There is known a lithium-ion half-cell having a three-dimensional current collector made of carbon cloth filled with carbon particles, creating a three-dimensional space for the active mass of the cell [ACS Energy Lett., 4 (2019) 271]. Such a geometry of current collectors allows for the construction of relatively thick electrodes with an energy density of 140 mAh/g. Unfortunately, a complete electrochemical cell comprising current collectors of this type is still not known. The above-mentioned known prior art solutions using carbon current collectors are characterised by incomplete occupation of the collector's volume by the active mass due to the fact that using classic pasting devices to paste them is not possible. The use of such devices would result in crumbling of the carbon material of the matrix. Moreover, known solutions lead to obtain electrodes with a suboptimal use of an active mass during operation of the cell due to the fact that the porosity of the used materials cannot be fully controlled.

There is a still unmet need to develop a new type of three-dimensional carbon current collectors with a controlled pore size, as well as optimisation of the active mass volume being used and the method of its insertion.

DATA SECTION:

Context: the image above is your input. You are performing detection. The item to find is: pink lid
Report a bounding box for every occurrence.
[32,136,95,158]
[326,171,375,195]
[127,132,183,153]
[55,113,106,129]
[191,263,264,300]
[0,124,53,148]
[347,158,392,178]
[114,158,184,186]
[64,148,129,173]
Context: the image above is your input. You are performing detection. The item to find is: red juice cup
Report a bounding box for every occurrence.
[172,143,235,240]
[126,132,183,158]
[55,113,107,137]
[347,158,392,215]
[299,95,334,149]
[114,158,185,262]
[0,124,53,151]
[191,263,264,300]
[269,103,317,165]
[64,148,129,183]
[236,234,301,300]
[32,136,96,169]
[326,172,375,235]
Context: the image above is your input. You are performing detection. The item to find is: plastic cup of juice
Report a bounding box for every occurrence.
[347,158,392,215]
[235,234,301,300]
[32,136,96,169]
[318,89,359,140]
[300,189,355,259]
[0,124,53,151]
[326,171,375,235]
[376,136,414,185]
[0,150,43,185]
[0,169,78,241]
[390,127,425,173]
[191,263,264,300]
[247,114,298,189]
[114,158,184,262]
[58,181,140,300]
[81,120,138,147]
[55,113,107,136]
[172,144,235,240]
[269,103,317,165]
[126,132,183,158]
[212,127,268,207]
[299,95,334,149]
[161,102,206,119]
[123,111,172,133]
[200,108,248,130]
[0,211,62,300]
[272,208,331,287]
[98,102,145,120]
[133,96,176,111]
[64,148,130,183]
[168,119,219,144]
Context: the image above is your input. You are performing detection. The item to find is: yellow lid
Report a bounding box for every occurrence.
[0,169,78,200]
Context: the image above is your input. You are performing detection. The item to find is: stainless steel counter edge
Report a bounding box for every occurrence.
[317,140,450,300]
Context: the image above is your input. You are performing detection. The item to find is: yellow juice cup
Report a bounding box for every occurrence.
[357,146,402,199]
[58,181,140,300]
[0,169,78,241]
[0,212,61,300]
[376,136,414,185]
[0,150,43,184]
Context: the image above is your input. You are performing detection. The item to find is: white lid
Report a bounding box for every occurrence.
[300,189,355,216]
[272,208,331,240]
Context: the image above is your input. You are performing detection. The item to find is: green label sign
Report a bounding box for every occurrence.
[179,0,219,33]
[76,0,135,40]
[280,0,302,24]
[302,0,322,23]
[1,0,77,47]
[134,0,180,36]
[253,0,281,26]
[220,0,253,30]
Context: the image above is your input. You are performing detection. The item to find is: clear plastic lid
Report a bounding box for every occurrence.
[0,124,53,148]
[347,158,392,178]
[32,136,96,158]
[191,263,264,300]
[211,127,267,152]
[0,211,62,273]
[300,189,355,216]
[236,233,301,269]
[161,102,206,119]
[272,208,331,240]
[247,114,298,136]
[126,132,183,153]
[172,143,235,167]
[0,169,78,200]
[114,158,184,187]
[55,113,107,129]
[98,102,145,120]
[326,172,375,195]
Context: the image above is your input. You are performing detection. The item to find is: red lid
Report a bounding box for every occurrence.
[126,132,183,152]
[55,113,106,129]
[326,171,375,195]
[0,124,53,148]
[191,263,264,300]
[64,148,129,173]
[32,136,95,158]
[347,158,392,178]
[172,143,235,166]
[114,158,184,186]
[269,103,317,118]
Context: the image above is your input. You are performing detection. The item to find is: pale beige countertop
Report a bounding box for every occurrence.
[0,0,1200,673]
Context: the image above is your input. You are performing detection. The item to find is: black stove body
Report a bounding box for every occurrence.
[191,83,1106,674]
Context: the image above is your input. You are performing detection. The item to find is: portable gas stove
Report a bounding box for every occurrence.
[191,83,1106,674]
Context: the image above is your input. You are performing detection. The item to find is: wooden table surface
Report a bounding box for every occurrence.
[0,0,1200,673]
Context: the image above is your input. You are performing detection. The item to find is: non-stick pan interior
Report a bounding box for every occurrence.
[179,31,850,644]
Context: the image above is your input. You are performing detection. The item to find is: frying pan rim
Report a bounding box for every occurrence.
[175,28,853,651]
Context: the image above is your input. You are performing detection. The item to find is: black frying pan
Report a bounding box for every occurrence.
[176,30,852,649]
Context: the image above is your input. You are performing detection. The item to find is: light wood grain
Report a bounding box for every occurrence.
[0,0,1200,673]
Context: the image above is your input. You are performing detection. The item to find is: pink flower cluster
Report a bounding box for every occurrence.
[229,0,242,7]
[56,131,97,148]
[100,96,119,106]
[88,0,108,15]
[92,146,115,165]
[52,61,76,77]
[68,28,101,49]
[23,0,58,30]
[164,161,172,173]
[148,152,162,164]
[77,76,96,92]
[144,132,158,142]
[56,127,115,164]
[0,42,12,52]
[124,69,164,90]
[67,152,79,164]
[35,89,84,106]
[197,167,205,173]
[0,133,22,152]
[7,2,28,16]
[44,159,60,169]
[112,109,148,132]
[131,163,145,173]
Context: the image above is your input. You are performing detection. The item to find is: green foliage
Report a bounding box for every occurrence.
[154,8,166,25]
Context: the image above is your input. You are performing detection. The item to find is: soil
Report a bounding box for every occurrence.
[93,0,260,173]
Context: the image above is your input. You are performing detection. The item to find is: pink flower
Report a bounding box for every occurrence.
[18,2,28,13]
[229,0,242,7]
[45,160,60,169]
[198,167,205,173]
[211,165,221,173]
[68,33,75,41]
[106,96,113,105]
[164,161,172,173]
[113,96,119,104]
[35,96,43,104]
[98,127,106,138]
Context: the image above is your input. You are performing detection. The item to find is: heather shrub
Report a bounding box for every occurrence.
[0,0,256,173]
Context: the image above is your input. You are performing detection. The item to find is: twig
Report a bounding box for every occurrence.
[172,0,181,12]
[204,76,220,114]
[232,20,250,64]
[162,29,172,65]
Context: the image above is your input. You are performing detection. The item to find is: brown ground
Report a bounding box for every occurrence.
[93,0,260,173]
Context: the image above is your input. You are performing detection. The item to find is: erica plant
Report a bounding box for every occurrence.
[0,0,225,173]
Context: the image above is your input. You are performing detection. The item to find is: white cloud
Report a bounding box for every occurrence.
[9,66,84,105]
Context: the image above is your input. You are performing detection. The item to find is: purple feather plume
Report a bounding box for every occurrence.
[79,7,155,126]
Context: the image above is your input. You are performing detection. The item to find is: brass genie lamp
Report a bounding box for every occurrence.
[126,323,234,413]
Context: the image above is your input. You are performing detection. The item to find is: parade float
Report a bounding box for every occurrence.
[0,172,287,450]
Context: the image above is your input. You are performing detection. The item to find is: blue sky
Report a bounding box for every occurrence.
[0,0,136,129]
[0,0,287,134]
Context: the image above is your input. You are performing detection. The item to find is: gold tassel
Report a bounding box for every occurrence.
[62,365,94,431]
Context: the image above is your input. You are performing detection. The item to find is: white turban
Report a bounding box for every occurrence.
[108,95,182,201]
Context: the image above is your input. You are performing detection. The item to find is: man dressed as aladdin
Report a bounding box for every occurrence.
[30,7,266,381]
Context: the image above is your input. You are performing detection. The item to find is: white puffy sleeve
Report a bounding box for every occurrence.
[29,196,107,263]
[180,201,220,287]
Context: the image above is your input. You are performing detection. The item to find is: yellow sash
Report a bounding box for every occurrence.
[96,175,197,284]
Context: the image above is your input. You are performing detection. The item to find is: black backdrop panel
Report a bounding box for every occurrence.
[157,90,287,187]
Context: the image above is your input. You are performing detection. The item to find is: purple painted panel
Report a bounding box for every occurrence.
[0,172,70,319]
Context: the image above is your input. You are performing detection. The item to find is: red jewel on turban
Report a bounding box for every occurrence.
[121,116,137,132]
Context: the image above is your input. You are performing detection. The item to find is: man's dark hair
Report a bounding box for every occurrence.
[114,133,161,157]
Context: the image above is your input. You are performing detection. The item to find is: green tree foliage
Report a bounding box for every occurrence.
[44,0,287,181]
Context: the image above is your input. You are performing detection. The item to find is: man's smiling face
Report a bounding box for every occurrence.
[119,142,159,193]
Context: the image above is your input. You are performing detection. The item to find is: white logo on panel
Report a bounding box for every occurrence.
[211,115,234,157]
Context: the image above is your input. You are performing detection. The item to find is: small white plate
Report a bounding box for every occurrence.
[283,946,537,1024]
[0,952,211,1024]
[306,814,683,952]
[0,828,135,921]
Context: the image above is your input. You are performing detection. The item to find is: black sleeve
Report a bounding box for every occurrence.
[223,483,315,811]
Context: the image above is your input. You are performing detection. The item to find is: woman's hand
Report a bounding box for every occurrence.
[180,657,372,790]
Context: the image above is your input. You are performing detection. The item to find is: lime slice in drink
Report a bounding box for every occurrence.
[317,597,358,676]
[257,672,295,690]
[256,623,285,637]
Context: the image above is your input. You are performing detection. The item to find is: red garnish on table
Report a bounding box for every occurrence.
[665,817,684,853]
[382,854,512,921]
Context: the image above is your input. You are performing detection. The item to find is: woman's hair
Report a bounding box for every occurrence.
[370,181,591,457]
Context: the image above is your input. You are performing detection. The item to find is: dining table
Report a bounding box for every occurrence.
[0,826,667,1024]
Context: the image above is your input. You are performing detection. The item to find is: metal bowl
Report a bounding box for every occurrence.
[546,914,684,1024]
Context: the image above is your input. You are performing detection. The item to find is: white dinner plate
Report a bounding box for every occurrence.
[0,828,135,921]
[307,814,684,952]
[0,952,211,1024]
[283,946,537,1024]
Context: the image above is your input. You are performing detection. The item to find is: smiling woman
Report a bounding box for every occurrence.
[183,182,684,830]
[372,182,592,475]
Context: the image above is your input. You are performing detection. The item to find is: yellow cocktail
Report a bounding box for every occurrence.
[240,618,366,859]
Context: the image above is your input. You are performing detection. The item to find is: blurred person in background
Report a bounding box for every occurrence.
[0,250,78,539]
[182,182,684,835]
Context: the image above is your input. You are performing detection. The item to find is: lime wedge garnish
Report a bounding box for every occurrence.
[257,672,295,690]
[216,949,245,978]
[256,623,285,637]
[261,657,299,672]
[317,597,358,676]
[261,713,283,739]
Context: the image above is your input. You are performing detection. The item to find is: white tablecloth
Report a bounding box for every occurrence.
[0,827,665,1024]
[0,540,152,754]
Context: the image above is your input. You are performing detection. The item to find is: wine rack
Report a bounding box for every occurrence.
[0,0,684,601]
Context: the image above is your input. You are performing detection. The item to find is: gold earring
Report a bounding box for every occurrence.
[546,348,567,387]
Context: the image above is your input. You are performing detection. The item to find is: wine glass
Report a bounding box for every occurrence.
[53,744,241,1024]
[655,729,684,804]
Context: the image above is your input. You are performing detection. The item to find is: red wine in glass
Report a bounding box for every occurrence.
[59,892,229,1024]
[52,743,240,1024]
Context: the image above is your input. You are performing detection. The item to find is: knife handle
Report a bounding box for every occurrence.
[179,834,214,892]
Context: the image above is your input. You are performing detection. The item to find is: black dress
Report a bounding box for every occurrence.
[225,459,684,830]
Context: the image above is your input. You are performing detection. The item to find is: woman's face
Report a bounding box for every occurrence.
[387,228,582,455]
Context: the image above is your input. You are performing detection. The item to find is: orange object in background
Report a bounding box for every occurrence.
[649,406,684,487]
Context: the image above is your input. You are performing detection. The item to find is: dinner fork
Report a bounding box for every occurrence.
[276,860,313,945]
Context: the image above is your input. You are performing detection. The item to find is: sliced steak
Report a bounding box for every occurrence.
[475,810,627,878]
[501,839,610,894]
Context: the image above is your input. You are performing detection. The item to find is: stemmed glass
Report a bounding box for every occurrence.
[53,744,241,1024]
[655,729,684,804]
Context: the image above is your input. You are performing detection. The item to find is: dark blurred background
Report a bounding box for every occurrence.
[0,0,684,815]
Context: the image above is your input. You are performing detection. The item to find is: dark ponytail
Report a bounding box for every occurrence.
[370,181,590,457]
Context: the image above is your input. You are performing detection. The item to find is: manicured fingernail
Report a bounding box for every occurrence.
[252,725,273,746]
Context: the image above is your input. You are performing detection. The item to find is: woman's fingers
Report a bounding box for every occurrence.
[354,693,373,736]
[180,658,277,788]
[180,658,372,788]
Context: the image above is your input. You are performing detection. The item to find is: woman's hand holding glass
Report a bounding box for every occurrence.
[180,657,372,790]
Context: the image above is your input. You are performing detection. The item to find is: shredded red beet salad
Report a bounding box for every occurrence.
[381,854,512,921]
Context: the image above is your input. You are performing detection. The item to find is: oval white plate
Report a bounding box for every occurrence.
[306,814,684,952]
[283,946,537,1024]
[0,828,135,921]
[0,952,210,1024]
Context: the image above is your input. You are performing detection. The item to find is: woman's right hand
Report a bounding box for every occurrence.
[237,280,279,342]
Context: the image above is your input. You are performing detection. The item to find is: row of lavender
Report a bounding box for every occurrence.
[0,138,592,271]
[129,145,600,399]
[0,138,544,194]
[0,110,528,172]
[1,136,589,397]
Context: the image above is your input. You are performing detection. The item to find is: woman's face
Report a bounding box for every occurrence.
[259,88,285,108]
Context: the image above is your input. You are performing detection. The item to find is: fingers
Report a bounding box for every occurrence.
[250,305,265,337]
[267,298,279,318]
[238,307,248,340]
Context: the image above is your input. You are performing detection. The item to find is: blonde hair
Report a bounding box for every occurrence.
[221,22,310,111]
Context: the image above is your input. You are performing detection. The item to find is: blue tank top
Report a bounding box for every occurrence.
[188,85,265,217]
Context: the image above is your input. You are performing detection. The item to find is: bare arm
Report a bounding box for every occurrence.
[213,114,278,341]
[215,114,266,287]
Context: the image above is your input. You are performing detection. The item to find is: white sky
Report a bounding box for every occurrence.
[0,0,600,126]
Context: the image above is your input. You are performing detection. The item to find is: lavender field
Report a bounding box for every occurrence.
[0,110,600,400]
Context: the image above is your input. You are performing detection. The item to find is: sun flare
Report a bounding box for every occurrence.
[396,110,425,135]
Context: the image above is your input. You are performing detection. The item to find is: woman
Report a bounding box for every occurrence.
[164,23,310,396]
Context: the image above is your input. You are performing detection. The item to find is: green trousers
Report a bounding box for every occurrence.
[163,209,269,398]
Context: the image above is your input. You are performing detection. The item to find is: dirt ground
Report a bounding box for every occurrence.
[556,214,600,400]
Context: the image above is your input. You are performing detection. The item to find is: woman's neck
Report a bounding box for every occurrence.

PROBLEM TO WORK ON: From the current-collector passage, list each separate thing that the sentence beginning "There is a still unmet need" says should be developed or optimized.

COMPLETED TASK:
- A new type of three-dimensional carbon current collectors with a controlled pore size
- The active mass volume being used
- The method of inserting the active mass